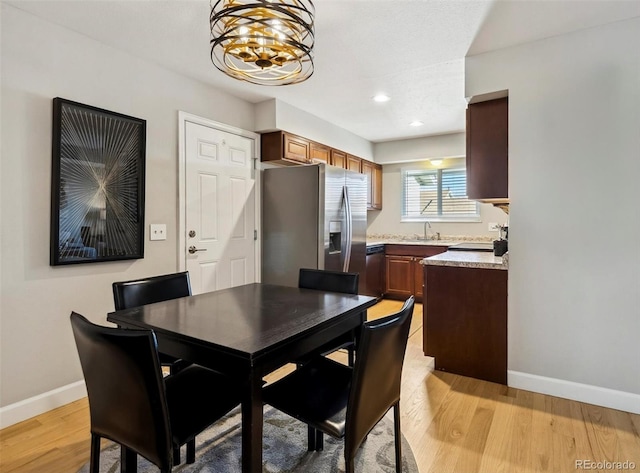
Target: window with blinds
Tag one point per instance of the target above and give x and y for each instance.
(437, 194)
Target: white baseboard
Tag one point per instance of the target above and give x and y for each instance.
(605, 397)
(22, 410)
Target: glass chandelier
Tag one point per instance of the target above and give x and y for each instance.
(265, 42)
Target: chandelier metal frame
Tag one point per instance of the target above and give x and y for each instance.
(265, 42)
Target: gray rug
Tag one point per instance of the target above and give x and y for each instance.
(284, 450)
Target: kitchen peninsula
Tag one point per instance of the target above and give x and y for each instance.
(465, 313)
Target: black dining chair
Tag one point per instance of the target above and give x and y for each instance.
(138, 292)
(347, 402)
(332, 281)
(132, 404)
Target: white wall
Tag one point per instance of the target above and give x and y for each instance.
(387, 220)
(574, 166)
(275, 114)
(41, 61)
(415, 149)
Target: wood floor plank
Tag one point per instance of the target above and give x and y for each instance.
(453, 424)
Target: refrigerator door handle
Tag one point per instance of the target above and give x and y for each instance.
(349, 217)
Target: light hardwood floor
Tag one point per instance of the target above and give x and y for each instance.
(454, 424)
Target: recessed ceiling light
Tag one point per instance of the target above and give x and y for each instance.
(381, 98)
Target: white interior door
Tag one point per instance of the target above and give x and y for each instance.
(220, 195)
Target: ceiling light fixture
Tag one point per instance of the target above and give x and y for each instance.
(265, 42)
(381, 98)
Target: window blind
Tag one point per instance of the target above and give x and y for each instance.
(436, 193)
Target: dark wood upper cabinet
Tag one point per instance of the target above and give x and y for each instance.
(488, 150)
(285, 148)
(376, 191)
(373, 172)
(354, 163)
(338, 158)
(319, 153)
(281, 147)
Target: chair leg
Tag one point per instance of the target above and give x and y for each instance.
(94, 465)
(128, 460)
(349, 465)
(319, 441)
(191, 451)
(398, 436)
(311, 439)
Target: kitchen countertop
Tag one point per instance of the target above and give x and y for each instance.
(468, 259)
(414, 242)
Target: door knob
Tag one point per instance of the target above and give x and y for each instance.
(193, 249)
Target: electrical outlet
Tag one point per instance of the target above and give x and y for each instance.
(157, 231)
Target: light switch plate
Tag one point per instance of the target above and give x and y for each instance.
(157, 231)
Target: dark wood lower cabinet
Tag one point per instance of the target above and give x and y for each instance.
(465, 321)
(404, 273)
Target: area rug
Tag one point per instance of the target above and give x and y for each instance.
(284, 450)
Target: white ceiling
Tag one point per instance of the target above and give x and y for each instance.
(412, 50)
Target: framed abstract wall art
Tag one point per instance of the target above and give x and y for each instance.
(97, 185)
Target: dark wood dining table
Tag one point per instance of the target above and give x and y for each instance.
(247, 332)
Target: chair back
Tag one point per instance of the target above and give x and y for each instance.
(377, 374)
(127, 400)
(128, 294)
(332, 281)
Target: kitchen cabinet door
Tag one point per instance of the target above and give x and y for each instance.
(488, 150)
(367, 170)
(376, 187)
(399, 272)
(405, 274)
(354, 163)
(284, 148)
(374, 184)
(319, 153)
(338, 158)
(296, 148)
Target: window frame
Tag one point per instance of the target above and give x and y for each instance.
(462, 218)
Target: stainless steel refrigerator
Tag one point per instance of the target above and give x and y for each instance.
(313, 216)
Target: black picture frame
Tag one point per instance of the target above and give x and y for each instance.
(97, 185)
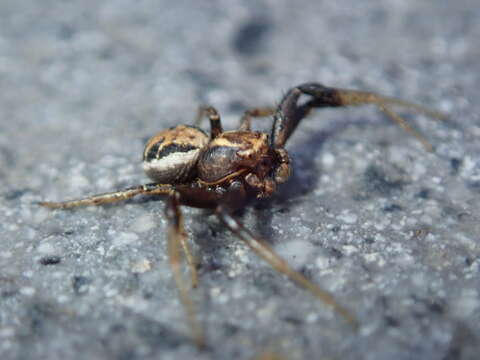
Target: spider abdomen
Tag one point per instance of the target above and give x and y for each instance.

--

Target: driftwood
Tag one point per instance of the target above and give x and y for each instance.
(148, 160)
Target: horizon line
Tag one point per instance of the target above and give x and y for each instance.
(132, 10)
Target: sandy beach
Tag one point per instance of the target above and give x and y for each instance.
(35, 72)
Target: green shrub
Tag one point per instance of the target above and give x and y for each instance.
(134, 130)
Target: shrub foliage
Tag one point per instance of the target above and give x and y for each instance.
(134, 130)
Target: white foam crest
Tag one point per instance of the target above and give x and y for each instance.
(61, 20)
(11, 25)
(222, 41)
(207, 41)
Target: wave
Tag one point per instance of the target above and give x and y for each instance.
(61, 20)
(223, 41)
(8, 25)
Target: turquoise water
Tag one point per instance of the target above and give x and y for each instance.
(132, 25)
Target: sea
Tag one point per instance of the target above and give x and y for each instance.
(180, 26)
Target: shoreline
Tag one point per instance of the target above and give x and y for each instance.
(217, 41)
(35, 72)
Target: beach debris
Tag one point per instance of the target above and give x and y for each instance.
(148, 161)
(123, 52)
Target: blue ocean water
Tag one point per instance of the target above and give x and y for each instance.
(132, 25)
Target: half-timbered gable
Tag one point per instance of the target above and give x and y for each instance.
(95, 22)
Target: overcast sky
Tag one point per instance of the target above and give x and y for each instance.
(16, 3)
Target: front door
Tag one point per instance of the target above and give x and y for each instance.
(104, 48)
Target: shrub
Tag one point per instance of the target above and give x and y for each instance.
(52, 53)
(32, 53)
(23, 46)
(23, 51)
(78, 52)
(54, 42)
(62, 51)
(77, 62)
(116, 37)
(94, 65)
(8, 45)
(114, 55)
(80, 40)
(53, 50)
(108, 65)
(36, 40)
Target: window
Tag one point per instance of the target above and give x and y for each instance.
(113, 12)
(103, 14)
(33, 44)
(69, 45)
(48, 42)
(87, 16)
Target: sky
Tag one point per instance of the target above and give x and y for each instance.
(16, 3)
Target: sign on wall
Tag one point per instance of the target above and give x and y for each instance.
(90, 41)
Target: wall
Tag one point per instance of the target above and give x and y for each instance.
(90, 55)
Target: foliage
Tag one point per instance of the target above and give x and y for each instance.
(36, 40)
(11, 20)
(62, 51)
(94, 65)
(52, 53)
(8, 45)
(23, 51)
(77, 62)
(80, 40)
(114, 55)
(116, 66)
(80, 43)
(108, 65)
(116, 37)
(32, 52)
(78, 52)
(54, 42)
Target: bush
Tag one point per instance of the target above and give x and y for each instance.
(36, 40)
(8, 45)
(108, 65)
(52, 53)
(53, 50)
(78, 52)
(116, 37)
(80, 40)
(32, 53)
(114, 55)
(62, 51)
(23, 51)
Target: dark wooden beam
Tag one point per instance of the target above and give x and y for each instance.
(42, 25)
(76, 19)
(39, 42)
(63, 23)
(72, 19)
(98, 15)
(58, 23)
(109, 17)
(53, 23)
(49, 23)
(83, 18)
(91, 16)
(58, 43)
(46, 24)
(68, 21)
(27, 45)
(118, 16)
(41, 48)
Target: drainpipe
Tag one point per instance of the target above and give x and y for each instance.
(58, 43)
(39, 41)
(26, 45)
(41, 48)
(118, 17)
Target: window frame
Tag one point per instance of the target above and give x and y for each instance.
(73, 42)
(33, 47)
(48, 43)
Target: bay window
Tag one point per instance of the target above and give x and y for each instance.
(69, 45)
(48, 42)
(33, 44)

* * *

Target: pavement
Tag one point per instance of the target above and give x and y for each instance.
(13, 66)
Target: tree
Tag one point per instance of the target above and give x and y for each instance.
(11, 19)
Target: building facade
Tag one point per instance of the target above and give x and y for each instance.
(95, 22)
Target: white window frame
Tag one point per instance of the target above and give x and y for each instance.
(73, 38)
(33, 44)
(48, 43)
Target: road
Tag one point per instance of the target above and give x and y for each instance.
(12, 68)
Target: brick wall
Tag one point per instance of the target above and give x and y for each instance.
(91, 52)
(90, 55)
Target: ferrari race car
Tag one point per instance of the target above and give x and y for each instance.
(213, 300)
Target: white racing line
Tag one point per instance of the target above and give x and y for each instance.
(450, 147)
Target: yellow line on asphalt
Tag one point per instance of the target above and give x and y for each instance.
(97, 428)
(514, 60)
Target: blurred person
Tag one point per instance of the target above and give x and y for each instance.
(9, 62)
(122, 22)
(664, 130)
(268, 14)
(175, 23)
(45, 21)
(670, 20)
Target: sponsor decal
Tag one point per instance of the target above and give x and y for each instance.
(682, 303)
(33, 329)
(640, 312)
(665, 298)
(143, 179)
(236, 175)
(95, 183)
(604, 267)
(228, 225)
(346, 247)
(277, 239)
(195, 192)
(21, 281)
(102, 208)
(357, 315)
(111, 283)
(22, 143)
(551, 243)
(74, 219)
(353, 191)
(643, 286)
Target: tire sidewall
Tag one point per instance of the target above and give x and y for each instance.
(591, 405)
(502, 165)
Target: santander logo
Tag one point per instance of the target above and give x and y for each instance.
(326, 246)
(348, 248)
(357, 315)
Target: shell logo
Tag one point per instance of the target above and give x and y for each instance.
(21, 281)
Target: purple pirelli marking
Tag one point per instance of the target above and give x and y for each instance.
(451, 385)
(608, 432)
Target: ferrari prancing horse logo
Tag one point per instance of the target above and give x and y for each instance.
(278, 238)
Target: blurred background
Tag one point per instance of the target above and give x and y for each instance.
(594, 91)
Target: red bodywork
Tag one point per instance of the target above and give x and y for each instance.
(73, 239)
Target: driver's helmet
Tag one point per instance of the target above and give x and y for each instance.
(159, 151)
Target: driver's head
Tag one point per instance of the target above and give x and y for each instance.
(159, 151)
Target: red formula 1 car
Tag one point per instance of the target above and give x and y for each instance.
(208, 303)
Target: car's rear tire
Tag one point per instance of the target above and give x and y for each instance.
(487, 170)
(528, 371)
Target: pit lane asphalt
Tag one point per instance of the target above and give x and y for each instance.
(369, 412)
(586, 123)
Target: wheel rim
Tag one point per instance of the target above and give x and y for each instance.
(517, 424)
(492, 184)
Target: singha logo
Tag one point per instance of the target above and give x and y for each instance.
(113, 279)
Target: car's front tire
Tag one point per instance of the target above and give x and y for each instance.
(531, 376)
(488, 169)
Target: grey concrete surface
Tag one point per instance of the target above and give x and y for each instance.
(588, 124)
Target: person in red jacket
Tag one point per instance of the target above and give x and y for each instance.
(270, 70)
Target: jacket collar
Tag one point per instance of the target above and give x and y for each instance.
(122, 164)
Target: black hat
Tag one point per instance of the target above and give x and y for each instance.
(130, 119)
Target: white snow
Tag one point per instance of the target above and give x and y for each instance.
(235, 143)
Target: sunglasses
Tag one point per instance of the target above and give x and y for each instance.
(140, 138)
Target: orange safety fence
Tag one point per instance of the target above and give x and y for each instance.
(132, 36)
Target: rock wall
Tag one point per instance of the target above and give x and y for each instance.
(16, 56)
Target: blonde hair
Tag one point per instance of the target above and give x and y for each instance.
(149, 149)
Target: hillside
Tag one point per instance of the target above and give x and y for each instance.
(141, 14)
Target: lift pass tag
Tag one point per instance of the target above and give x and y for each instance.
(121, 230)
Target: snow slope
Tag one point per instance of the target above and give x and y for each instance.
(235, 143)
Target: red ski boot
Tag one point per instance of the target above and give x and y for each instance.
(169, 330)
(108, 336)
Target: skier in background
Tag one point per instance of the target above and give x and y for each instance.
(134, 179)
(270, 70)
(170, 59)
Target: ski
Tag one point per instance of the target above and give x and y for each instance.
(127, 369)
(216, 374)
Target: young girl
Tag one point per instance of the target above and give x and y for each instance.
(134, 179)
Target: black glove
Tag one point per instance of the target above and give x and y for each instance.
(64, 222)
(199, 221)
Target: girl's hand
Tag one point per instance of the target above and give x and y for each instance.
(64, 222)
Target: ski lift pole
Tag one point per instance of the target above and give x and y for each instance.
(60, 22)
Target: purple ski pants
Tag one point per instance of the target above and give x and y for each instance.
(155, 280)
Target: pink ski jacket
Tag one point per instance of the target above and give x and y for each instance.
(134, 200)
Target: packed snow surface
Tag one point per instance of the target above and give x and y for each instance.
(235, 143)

> Erklärtes Ziel
In welchen Zeilen der Einträge kommt das Wort „logo“ vor? Such sie heraus und schreib jede davon vollständig ab.

> Das Ergebnis
Target: santander logo
Target: shell logo
Target: ferrari prancing horse logo
Target: singha logo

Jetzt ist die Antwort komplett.